▶ **PROBLEMS**:
#1 In the latus rectum thread, what are the end points of the latus rectum for the parabola $y^2=4ax$?
#2 From the latus rectum thread, copy everything from "I thought of" down to "are the same." word for word.

In this website, the following statement is written
Length of latus rectum is twice the distance between focus and vertex or four times the distance of focus from the directrix.
I thought of proving the statement for a parabola whose focus lies on the $y$ axis and this would prove the geometric idea for all other parabolas since all other are just shifted/stretched variations of the one in consideration. The proof is presented in the following section.
Set of points equidistance from line and point. For a parabole opening up like a U in the x-y plane, say it is parallel its line is $y=c$ and the point is $(a,b)$ then the distance from these two are the same.
$$ (y-c)^2 = (x-a)^2 + (y-b)^2 \tag{1}$$
Now, the for the points which are same vertical height as directrix, plug $y=b$,
$$ a \pm (b-c) = x$$
Hence the distance between the two points:
$$ l= 2 (b-c)$$
"The length of latus rectum is twice the perpendicular distance between directrix and focus"
But the statement says that it is four times, so is it wrong or did I make mistake?
For the second part, we can find the maxima of $y$ is when $x=a$ by differentiation and hence,
$$ y-c = -(y-b)$$
$$ 2y = b-c$$
Hence, the vertex is given as:
$$ y = \frac{b-c}{2}$$
Now since focus at (a,b) the distance between vertex and focus :
$$ d = \frac{b+c}{2}$$
Which doesn't even seem to be related to original equation
For the parabola $y^2=4ax$, the equation of Latus rectum is $x=a$ and end points of Lr are $(a,2a)$ and $(a,-2a)$ so $Lr=4a$. The vertex is $V(0,0)$ directrix is $x=-a$ The point of intersection of directrix and x-axis is $Z(-a,0)$ so $VZ=a$. Focus is $F(a,0)$ so $VF=a$. So finally $VF=VZ=Lr/4.$

▶ **ITEMS**:
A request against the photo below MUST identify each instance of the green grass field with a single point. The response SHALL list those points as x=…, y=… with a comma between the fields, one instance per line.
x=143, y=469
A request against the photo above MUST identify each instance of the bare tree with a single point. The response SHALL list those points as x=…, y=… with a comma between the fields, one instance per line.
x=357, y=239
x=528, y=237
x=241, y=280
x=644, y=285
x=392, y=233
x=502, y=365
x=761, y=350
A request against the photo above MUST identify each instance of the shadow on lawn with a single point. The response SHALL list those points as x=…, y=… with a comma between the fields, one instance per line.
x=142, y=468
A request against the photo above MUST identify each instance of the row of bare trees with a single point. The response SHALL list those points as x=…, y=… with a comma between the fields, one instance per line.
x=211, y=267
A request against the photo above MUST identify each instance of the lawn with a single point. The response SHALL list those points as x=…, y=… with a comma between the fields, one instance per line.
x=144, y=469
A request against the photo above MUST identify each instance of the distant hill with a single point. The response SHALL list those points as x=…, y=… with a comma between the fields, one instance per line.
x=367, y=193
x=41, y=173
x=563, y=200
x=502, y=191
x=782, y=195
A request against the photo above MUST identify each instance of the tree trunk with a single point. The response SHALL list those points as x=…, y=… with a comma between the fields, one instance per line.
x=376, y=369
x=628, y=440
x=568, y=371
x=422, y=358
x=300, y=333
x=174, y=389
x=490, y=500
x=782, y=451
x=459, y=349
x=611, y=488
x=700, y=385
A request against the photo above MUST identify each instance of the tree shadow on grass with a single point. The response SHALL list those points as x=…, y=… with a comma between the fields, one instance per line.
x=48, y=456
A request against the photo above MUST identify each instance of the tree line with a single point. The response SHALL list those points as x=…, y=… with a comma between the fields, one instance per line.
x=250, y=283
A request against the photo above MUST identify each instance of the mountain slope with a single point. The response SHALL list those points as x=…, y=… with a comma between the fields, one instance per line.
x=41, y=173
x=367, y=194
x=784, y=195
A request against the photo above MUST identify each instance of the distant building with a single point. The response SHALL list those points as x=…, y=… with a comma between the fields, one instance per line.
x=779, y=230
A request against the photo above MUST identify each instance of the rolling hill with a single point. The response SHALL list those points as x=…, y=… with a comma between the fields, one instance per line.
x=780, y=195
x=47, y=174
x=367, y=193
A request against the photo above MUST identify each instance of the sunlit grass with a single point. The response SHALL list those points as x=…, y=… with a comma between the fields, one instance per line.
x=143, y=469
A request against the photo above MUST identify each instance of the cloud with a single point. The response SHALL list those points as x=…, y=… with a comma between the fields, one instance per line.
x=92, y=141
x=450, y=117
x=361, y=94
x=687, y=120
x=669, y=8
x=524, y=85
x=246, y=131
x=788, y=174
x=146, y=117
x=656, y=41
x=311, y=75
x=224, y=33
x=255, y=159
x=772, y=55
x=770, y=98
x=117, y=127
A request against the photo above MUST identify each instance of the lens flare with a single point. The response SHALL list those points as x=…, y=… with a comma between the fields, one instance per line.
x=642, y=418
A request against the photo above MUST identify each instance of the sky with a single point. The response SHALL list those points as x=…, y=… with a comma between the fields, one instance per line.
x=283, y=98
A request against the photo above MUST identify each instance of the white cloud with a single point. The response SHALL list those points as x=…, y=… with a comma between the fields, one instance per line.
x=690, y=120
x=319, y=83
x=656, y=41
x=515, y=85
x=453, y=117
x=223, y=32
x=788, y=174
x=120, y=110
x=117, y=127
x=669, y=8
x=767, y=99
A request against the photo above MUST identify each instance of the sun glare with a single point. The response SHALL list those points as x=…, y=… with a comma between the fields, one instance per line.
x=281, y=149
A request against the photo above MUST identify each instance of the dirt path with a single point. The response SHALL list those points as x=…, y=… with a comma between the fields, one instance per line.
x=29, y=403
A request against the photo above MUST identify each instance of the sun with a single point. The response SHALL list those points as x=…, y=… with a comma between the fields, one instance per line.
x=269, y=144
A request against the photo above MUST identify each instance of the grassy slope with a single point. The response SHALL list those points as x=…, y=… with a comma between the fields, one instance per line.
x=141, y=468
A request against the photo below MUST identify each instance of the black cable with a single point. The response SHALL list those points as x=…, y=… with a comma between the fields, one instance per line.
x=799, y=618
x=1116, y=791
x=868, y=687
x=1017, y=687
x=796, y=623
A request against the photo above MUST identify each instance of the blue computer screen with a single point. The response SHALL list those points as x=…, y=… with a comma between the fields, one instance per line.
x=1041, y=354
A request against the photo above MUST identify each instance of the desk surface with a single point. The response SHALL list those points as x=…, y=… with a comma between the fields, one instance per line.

▶ **LIST OF SOLUTIONS**:
#1 $(a,2a)$ and $(a,-2a)$

#2
I thought of proving the statement for a parabola whose focus lies on the $y$ axis and this would prove the geometric idea for all other parabolas since all other are just shifted/stretched variations of the one in consideration. The proof is presented in the following section.
Set of points equidistance from line and point. For a parabole opening up like a U in the x-y plane, say it is parallel its line is $y=c$ and the point is $(a,b)$ then the distance from these two are the same.